Top of WORKING DATA
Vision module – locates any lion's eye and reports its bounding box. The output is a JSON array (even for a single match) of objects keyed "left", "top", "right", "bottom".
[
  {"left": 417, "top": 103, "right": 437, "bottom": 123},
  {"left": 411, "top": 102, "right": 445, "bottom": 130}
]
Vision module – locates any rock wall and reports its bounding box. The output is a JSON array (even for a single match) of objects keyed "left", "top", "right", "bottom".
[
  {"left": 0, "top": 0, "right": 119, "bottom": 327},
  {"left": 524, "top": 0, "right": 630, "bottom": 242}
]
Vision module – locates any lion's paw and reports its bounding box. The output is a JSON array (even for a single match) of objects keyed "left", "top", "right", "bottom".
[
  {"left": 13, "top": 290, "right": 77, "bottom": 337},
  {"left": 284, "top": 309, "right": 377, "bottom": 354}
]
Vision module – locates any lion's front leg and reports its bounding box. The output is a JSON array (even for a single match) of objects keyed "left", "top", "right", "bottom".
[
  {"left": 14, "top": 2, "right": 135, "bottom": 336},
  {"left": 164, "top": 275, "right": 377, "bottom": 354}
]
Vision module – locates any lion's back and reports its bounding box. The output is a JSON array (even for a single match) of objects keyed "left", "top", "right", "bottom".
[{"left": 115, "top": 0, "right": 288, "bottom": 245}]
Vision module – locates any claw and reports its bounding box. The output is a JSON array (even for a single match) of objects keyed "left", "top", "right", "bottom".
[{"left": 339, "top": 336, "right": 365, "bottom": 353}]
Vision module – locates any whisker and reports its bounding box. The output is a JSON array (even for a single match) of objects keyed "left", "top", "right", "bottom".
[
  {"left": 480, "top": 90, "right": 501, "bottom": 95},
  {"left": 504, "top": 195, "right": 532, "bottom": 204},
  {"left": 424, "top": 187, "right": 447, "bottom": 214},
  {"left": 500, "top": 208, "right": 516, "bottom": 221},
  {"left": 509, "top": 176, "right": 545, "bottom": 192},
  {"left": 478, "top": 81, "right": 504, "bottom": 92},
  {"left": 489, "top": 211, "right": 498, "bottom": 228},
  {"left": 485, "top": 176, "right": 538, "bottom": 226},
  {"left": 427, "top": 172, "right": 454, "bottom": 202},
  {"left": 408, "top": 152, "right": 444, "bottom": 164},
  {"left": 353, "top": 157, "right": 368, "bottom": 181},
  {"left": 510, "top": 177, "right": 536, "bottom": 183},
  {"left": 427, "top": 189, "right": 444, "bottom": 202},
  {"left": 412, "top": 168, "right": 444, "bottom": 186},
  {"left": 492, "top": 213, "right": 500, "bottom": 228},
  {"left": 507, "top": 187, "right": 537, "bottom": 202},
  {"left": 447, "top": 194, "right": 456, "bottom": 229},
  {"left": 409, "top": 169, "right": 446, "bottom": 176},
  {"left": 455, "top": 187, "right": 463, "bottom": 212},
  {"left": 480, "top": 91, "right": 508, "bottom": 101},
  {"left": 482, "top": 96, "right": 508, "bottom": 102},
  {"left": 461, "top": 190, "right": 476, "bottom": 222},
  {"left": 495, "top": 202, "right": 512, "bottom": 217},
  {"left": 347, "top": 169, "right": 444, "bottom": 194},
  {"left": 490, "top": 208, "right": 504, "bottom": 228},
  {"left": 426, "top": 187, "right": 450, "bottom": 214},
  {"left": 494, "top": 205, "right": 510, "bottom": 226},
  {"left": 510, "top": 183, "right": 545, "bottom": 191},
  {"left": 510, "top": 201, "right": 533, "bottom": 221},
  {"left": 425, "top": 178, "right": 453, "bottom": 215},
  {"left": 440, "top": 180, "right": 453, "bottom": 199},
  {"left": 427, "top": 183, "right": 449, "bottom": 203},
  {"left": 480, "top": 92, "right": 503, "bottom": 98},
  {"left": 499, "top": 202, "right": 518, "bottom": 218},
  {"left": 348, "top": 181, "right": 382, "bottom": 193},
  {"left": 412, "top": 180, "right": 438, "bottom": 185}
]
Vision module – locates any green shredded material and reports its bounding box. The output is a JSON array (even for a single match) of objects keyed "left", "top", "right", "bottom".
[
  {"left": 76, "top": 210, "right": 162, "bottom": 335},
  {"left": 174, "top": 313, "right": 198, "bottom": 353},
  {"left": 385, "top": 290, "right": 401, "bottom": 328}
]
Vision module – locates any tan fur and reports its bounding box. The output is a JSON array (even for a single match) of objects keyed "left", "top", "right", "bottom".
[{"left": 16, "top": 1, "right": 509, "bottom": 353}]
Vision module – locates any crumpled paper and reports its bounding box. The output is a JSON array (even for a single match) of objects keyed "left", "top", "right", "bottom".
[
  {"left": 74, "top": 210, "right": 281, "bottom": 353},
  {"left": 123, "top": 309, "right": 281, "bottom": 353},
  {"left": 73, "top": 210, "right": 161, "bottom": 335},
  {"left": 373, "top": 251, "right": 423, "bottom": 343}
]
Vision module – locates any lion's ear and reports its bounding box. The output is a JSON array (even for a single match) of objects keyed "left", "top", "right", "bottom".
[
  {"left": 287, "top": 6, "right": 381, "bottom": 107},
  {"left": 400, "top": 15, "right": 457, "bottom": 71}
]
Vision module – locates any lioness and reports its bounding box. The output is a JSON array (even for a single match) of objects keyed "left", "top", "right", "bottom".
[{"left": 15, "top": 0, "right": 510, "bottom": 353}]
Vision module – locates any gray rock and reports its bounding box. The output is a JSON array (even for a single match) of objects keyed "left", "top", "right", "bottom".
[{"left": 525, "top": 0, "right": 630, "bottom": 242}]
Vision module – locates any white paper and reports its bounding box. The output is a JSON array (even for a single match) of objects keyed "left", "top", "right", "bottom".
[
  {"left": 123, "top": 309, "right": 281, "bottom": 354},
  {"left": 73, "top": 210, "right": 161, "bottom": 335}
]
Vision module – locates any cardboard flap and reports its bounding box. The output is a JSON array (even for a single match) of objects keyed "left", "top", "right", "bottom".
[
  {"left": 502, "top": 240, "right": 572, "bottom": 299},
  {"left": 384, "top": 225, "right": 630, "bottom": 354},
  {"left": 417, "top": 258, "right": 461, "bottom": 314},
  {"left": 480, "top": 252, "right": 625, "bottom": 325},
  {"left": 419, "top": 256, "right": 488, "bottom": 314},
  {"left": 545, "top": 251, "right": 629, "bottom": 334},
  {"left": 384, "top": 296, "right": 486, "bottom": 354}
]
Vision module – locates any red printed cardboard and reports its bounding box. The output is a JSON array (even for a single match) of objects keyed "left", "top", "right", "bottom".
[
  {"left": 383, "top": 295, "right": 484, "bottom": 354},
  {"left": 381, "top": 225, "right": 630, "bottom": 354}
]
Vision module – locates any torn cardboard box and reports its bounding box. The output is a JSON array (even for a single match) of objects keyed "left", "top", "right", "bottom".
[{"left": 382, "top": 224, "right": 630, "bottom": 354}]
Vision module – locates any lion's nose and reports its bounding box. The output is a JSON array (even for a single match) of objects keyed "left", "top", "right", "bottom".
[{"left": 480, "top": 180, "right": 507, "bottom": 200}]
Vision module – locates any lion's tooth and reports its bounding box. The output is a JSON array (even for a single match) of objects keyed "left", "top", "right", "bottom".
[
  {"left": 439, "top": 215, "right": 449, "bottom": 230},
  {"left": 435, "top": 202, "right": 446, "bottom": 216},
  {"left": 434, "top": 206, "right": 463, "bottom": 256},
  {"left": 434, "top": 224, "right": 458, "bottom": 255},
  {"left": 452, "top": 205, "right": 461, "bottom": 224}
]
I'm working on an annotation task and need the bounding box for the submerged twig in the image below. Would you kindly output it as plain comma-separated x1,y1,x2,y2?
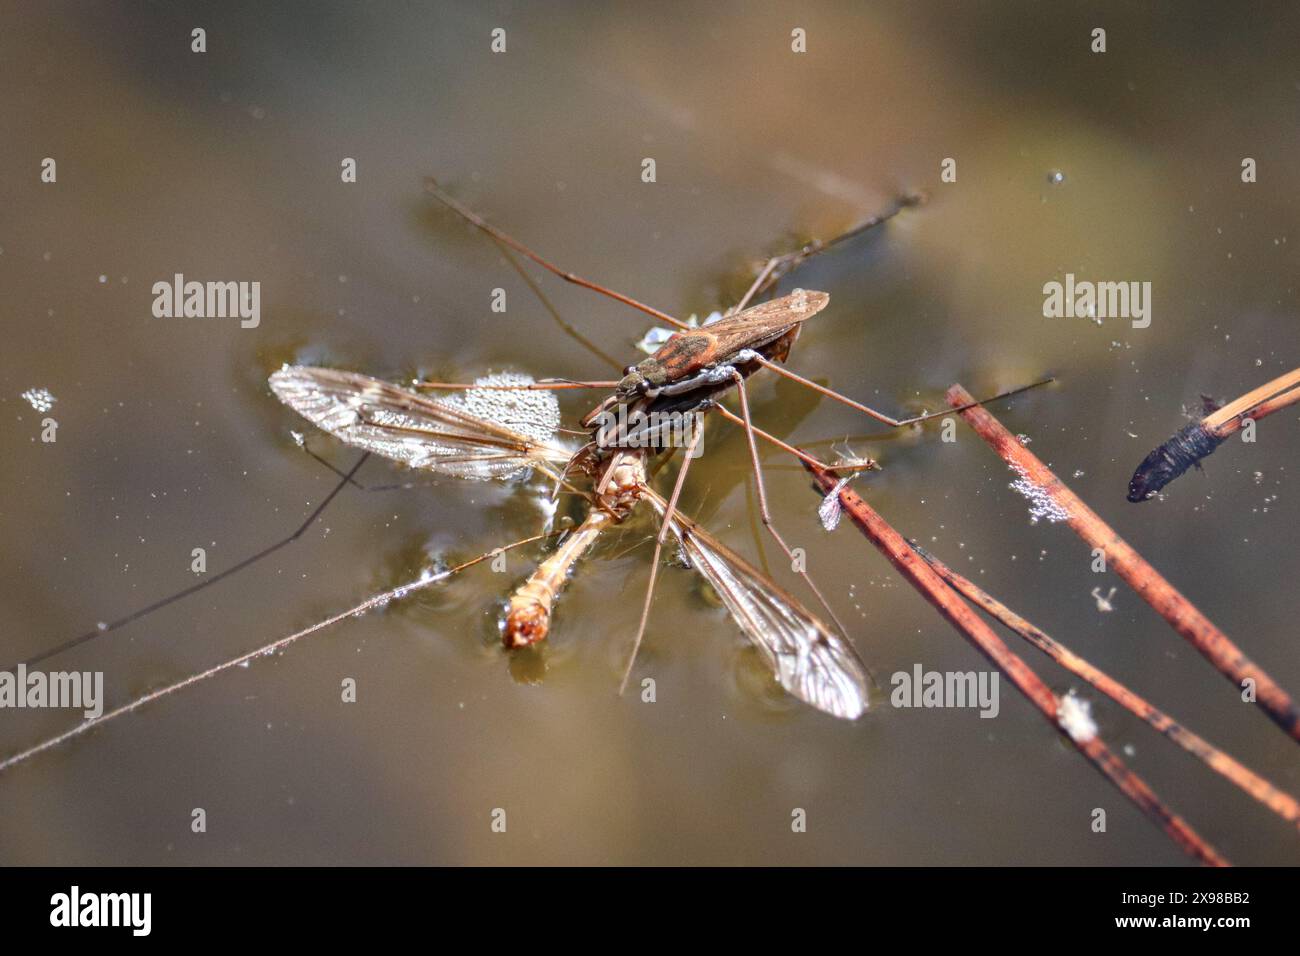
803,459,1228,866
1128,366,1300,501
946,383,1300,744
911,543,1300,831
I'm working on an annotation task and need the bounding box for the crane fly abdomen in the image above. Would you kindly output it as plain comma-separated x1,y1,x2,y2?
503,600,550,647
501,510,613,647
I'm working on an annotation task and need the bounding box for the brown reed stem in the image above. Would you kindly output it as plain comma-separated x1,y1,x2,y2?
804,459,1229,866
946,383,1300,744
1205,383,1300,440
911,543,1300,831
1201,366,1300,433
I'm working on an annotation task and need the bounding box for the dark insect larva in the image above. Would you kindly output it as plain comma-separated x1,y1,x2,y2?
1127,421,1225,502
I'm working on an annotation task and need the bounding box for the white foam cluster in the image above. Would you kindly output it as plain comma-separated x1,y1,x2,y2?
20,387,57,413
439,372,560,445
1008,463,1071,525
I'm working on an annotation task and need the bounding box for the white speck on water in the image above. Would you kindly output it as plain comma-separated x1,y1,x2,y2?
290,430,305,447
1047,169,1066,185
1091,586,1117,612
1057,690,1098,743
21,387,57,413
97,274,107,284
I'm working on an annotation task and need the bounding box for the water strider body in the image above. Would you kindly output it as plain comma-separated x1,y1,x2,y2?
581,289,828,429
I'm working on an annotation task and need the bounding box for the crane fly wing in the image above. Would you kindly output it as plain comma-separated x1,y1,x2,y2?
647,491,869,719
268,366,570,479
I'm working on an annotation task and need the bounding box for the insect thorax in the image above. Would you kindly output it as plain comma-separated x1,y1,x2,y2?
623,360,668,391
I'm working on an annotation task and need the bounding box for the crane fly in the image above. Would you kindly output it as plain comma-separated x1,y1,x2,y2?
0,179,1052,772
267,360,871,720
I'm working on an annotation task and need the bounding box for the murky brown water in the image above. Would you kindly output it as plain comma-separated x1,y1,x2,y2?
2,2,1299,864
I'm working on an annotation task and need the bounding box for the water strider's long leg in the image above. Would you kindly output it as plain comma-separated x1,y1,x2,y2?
Bottom of WORKING DATA
### [PROBLEM STATEMENT]
Only what runs from the line containing "for the murky" through the final line of the entries above belongs in the answer, restated exactly.

### [SOLUTION FOR THIS TASK]
I'm working on an annotation task and need the bounding box for the murky brown water in the image above. Would you kindly output it as plain comma-separated x1,y1,x2,y2?
2,2,1299,864
I'm working on an annotation task and need the bounding box for the water strider's long leg in the image above. Would you kindly output it as plain comma-separated x1,y1,x2,y2?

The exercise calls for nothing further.